» **Exercise objective**:
Please answer these questions using the article on the environment below.
(a) Which institution issued the report?
(b) What does the report name as the major threat to the environment?
(c) In which magazine did the interview with Peter Senge and Margaret Wheatley appear?

» **Text extract**:
The Great Work

January 19, 2001

By Michael Jessen

The new millennium was only five days old when yet another report about Earth's threatened environment was issued. This time the prestigious Johns Hopkins School of Public Health was the bearer of the bad news.

"Without practicing sustainable development, humanity faces a deteriorating environment and may even invite ecological disaster," noted Don Hinrichsen and Bryant Robey, co-authors of "Population and the Environment: The Global Challenge."

According to the report, the rate of global consumption is the major threat to the environment. Resources are being consumed far faster than they can regenerate. This leads to water shortages, soil exhaustion, deforestation, air and water pollution, and the degradation of coastlines.

As usual the report received scant attention in the mainstream media whose collective attitude seems to be: "We'll report the actual upheaval, but not the threats."

This causes one to wonder what is it about the human psyche that enchants us to deny the truth of impermanence. Every moment of our lives takes us closer to our eventual death, yet we behave like our minds, our thoughts, our bodies, our physical possessions, and our plans for the future are oblivious to change or challenge.

In a fascinating interview in the January 2001 issue of Shambhala Sun magazine, Peter Senge and Margaret Wheatley -- two renowned organizational theorists -- say changing the way humans work together can foster a deeper understanding of the interconnectedness of life.

Wheatley, president of the non-profit Berkana Institute and author of Leadership and the New Science, believes we have lost faith in each other.

(Stored data)

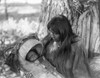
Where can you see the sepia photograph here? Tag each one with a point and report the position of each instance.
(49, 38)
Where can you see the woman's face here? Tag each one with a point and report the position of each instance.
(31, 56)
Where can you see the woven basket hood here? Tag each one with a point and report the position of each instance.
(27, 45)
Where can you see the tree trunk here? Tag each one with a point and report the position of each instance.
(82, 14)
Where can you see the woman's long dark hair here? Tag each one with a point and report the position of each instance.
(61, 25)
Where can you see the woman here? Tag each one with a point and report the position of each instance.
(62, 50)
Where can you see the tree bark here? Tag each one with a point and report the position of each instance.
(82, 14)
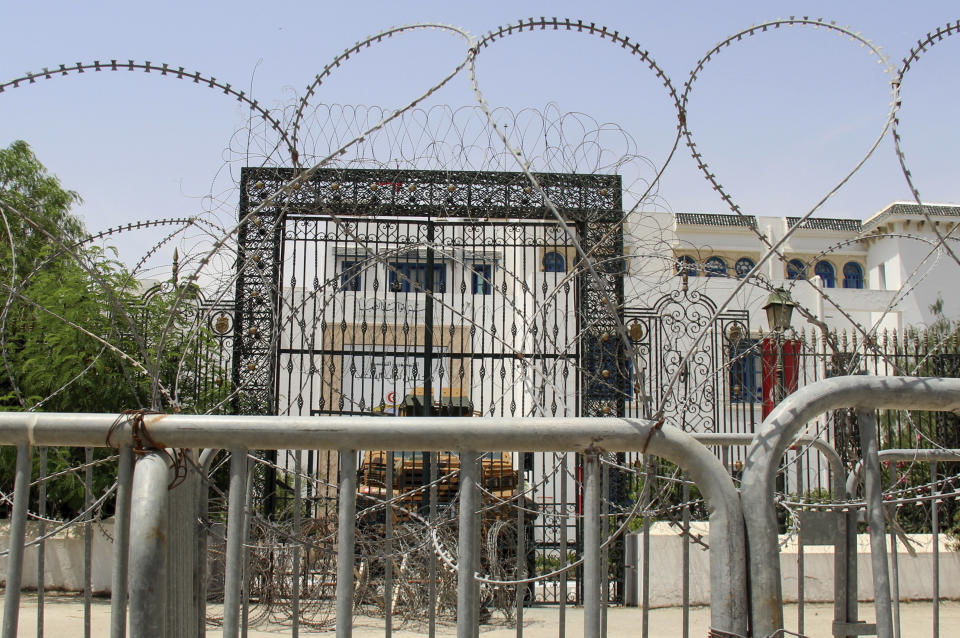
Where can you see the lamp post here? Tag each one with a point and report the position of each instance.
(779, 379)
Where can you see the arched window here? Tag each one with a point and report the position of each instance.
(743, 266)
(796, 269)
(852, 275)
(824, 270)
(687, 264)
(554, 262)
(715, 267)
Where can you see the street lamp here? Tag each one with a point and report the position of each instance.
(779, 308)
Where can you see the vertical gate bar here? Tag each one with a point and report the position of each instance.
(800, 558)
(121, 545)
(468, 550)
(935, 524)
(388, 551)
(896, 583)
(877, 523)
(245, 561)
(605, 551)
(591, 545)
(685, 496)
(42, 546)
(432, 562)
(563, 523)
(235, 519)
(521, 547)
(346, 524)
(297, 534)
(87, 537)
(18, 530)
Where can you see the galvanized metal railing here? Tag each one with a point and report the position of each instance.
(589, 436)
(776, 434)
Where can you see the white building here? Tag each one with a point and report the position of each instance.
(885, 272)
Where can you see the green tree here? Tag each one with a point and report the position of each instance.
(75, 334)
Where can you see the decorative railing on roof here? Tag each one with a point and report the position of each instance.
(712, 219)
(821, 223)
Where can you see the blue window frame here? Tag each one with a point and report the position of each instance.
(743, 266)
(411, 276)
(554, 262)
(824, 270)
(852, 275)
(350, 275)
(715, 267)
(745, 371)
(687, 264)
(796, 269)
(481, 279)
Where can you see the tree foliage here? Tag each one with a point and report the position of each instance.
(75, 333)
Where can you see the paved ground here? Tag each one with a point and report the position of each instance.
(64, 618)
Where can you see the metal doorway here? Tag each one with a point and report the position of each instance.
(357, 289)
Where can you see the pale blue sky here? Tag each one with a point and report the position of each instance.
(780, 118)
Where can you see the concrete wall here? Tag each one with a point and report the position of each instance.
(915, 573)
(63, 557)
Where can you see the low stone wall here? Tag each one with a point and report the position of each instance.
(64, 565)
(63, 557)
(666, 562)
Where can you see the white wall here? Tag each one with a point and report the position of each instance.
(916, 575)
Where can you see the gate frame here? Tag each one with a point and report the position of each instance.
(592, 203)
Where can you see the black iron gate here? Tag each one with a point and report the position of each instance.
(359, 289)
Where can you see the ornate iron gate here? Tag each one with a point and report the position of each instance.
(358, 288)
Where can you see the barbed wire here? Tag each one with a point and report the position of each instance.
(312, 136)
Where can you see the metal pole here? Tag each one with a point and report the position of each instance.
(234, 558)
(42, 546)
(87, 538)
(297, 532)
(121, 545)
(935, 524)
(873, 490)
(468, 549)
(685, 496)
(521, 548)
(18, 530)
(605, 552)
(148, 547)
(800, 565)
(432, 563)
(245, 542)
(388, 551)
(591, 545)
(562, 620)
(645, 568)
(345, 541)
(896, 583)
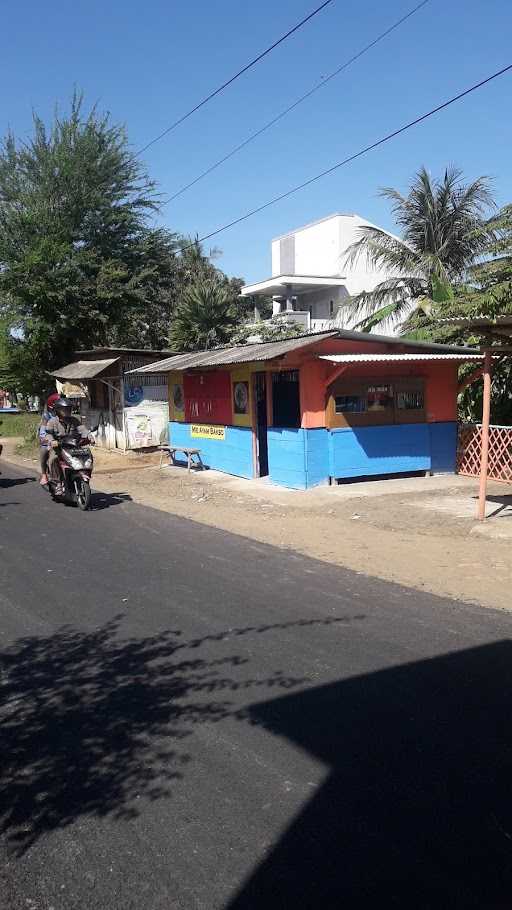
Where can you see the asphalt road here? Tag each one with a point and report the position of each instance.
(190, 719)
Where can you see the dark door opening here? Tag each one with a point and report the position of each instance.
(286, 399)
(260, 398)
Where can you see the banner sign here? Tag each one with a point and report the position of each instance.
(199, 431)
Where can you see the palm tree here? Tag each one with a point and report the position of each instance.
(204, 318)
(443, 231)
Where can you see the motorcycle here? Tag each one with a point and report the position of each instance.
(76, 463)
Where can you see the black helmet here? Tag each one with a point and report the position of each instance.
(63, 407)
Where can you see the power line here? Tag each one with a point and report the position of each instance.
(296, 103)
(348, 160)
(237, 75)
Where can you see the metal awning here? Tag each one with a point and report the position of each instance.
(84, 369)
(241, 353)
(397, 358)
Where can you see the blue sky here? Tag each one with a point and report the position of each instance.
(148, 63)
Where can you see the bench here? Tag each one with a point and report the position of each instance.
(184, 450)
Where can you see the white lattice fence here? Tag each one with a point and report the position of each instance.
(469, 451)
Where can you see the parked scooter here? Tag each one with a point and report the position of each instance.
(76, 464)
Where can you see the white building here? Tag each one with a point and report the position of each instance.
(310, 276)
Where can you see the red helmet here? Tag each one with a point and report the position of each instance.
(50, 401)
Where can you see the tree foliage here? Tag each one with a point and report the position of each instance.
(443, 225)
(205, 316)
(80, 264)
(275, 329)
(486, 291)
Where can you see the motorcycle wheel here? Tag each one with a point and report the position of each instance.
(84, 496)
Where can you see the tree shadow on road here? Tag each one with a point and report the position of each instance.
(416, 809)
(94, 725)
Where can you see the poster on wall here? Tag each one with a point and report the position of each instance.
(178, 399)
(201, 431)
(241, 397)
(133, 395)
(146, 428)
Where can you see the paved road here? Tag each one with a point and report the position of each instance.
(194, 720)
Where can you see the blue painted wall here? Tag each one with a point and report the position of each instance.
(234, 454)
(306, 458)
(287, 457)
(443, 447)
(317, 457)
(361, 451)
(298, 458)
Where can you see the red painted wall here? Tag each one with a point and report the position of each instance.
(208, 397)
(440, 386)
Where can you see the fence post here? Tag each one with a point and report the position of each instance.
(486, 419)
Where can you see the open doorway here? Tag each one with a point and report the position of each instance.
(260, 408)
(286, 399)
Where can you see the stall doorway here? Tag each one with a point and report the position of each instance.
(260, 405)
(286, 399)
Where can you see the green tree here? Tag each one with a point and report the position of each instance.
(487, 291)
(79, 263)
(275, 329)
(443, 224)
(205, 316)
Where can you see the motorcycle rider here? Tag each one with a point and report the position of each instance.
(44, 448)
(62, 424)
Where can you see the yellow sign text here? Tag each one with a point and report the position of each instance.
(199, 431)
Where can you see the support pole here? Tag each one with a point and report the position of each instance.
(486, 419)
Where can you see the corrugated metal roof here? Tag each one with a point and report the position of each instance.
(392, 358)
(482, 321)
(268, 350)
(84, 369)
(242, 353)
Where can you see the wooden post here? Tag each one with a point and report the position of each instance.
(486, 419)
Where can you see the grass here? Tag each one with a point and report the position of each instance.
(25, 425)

---

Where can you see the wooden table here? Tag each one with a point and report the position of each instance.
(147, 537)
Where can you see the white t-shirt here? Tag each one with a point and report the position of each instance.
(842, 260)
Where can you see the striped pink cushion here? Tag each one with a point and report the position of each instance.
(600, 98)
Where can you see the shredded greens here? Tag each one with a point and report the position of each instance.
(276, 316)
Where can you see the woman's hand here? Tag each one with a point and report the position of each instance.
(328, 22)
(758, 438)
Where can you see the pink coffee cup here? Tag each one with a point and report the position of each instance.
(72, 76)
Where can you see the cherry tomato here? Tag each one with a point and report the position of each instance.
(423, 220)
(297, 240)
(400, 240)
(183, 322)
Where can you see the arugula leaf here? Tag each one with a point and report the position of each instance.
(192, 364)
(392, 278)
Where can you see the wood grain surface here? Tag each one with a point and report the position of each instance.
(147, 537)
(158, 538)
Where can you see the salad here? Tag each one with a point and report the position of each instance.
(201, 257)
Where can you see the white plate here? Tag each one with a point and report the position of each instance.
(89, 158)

» **Result**:
(a) The Johns Hopkins School of Public Health
(b) The rate of global consumption
(c) Shambhala Sun, in its January 2001 issue